Problem to solve: Convert the lines below, from the line containing "Practice. For this step, pick out the man's short" through the line containing "point(588, 266)", into a Markdown table with the columns Row and Record line. Put each line in its own numbered row and leave out blank lines.

Records for this task:
╭──
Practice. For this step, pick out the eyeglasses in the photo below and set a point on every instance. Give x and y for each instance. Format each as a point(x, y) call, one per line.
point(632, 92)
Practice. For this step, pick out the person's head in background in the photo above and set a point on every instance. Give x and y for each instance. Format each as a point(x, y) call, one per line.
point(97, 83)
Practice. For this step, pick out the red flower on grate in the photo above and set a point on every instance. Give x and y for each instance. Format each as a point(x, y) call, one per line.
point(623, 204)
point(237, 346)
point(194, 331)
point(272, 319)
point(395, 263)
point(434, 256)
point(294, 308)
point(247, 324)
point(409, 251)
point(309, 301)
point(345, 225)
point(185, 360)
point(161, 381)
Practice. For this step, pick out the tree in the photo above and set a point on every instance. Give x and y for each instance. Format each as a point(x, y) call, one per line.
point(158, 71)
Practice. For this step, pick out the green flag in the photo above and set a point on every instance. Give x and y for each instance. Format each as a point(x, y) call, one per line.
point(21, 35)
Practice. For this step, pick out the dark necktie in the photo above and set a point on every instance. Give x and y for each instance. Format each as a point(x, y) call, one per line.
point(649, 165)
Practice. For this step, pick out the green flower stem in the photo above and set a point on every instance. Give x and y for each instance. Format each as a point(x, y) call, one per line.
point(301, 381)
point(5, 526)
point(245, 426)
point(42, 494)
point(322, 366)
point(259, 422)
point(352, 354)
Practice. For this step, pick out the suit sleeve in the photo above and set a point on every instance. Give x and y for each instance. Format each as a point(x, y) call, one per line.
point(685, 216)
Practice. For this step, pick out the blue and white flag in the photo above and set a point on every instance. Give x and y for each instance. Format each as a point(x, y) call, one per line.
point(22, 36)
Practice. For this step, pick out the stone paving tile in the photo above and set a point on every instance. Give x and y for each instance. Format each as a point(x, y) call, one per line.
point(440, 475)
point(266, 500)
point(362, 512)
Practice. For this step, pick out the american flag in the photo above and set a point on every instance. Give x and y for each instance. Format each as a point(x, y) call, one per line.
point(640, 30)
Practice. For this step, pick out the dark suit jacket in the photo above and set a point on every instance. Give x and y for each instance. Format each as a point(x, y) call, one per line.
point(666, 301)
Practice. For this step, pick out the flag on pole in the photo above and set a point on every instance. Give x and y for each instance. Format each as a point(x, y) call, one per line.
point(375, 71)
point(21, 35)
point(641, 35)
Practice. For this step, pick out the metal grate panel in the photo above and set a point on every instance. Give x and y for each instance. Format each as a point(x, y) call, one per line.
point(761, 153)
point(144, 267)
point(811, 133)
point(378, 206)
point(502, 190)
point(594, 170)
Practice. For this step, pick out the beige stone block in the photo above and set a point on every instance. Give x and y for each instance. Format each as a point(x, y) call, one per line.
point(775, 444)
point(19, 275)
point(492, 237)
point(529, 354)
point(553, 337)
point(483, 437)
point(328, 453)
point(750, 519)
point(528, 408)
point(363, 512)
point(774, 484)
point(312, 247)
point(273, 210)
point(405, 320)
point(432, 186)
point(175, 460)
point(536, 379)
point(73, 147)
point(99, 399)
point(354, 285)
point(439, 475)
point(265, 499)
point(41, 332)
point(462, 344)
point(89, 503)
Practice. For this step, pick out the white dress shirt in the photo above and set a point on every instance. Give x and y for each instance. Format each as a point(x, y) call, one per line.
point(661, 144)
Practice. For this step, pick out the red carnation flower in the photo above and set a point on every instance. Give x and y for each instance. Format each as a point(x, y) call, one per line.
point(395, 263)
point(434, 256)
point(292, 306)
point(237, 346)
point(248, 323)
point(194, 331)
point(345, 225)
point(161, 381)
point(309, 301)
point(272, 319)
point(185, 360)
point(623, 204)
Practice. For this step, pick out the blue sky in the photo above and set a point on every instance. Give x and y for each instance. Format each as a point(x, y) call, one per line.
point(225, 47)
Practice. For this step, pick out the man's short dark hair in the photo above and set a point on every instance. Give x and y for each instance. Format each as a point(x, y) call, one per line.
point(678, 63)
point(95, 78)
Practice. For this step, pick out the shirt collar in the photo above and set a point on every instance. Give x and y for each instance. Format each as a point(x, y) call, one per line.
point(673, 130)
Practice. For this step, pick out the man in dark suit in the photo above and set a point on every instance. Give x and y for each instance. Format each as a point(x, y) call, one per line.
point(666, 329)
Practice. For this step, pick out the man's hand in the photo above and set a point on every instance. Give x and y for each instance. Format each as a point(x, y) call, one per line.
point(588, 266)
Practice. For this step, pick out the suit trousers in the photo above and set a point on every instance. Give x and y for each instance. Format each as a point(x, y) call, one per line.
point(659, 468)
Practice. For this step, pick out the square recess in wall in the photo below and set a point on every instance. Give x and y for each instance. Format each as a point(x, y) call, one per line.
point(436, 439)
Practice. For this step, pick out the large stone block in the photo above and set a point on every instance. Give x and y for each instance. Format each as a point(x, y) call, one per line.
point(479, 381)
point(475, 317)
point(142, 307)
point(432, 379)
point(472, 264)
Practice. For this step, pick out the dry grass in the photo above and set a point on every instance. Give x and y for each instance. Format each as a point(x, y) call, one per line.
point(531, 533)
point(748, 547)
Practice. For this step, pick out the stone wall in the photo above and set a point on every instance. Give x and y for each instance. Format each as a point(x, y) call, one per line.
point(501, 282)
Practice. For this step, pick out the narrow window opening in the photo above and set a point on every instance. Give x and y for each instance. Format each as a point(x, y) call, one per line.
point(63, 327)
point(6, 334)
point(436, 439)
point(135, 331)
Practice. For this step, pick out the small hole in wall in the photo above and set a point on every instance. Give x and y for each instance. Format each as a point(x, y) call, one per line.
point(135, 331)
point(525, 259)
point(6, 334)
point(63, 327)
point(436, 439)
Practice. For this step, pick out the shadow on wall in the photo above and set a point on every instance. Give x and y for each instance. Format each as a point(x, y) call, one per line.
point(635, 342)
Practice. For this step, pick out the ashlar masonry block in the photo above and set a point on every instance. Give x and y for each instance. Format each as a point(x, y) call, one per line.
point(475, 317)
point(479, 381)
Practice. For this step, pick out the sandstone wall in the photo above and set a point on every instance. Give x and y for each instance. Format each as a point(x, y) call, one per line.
╰──
Answer to the exercise:
| Row | Record line |
|---|---|
| 1 | Practice. For this step, pick out the man's short dark hair in the photo above and set a point on every instance. Give x and y for each instance. Format each as a point(x, y) call, one per line. |
| 2 | point(678, 63) |
| 3 | point(95, 78) |
| 4 | Practice. For this step, pick out the shirt collar in the photo above and set a point on every instance. Give x and y for each instance. Format each as a point(x, y) call, one per line. |
| 5 | point(673, 130) |
| 6 | Practice. For this step, pick out the man in dark suit in the photo above and set a point on every instance. Give x and y for each instance. Format each as a point(x, y) call, one per line. |
| 7 | point(666, 329) |
| 8 | Practice. For this step, pick out the man's hand in the photo above and set a point on every instance. Give x and y for each instance. Format each as a point(x, y) call, one per line. |
| 9 | point(588, 266) |